SHORT TASK:
Copy out the lines of the records below without any changes, starting at the line that contains "nike swoosh, pixel" and ending at the last line of the records, with both included.
* START PROVIDED RECORDS *
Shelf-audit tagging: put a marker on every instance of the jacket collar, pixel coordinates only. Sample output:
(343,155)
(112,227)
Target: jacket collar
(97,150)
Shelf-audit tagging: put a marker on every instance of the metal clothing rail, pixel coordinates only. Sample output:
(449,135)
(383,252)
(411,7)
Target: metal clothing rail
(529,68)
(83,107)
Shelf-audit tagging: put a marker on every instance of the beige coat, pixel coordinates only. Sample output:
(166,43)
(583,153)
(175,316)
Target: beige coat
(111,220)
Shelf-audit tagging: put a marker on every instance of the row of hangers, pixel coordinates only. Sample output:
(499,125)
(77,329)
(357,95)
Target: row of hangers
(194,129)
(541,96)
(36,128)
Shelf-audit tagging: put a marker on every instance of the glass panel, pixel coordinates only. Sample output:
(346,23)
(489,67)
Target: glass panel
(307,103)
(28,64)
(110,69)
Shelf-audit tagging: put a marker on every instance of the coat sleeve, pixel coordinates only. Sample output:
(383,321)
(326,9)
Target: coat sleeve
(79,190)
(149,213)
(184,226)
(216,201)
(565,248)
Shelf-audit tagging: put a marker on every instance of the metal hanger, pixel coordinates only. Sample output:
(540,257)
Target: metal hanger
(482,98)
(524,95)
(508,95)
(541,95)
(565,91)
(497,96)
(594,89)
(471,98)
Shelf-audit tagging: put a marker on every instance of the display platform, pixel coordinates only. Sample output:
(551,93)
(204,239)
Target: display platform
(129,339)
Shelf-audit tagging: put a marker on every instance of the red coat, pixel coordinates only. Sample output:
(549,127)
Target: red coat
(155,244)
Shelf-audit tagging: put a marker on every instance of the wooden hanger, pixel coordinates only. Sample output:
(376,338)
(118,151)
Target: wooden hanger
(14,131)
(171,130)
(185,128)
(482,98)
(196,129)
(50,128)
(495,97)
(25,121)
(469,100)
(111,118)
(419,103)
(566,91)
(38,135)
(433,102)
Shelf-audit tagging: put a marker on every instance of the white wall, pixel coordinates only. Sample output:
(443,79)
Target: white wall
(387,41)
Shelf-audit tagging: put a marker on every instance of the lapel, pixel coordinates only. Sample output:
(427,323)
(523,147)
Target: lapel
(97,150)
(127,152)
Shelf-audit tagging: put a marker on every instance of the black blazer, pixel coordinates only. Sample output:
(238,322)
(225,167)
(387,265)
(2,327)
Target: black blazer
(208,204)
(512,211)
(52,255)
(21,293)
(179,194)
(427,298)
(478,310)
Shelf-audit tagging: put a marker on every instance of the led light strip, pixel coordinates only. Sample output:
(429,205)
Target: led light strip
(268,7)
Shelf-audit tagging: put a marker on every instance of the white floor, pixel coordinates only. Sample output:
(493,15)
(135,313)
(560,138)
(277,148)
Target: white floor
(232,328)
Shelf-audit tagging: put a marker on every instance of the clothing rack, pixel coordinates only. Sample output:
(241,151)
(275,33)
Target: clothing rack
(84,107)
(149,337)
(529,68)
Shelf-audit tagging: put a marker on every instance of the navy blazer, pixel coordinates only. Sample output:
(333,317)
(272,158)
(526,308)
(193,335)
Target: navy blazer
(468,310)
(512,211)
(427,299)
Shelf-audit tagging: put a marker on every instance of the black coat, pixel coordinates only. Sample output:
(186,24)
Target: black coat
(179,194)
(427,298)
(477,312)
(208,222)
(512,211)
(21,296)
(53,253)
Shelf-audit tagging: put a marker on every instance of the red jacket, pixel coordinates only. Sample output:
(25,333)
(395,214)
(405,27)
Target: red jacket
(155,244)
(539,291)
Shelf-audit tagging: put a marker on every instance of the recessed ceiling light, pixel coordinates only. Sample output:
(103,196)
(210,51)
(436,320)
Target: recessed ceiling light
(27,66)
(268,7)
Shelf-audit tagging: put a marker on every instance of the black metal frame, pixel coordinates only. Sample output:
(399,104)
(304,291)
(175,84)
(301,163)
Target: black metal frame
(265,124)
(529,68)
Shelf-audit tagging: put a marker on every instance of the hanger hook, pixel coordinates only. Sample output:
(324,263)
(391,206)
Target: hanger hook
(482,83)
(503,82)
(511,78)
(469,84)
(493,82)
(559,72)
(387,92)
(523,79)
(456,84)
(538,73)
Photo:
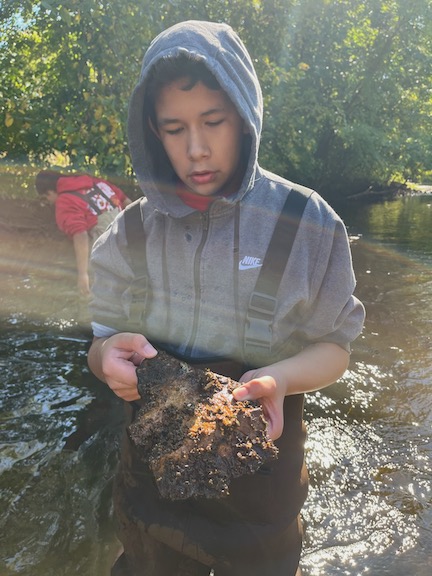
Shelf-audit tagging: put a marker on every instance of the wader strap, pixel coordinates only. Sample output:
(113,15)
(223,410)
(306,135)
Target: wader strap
(262,303)
(136,242)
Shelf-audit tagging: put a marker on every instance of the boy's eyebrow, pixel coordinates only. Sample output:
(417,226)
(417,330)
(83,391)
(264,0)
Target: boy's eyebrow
(165,121)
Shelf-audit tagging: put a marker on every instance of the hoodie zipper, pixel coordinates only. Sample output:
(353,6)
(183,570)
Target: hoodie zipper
(197,283)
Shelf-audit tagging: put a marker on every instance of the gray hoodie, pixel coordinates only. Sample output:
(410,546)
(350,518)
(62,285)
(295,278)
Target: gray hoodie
(202,267)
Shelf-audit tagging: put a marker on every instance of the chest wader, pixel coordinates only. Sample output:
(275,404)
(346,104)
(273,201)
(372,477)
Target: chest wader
(255,531)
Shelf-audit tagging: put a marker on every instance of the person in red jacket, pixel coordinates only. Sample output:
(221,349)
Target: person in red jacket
(84,207)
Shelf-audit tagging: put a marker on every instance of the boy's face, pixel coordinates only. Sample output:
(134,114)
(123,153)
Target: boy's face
(202,134)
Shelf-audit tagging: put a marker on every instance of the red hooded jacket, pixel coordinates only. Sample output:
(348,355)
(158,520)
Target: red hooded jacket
(74,215)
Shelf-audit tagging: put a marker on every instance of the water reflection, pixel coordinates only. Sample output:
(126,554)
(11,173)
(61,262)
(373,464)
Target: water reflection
(369,446)
(370,449)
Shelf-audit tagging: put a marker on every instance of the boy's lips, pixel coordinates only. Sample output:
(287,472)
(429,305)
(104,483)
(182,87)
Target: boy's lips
(204,177)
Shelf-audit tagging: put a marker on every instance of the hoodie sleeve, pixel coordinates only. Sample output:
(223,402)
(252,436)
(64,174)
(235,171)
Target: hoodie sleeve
(113,276)
(332,312)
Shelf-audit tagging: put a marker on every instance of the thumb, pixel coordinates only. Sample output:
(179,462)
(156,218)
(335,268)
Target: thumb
(253,390)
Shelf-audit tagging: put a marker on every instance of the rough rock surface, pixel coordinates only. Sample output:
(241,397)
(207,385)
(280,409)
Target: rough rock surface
(193,434)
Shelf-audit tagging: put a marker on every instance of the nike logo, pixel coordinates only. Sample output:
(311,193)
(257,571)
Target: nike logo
(249,262)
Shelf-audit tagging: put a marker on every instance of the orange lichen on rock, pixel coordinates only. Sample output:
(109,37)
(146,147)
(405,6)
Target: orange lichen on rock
(192,433)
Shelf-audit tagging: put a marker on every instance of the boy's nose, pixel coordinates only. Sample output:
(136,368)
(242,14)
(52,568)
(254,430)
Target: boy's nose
(197,146)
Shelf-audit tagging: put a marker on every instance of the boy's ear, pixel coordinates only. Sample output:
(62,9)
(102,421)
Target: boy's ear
(153,128)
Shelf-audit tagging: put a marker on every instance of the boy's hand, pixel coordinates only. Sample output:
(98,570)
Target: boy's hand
(114,360)
(271,396)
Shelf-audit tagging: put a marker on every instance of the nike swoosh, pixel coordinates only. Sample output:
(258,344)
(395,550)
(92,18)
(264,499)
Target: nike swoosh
(248,266)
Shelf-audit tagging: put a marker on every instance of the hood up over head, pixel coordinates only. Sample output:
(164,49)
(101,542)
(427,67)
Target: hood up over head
(224,54)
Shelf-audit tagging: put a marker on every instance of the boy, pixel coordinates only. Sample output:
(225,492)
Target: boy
(206,222)
(84,207)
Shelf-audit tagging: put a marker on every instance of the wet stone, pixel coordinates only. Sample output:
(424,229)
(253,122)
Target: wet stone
(194,436)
* END PROVIDED RECORDS *
RESULT FOR THIS EXERCISE:
Shelf-audit tagging: put a marker on every instance of the nike swoosh, pixel coordinates only. Sample output:
(258,344)
(395,550)
(92,18)
(264,499)
Target: nike swoosh
(248,266)
Shelf-audit tagging: put a marker on every instance of the hood up over head, pixel coordinates only. Sample output:
(164,49)
(101,542)
(427,67)
Target: hood up over head
(224,54)
Shelf-audit tagging: put a marker on every instance of the boy, pixel coordinates only. Sample output:
(225,492)
Target: boy
(206,222)
(84,207)
Shelf-audit tagging: put a marker on every instance of the wet stone, pixel coordinates only. Sample output:
(424,229)
(253,122)
Target: wet stone
(194,436)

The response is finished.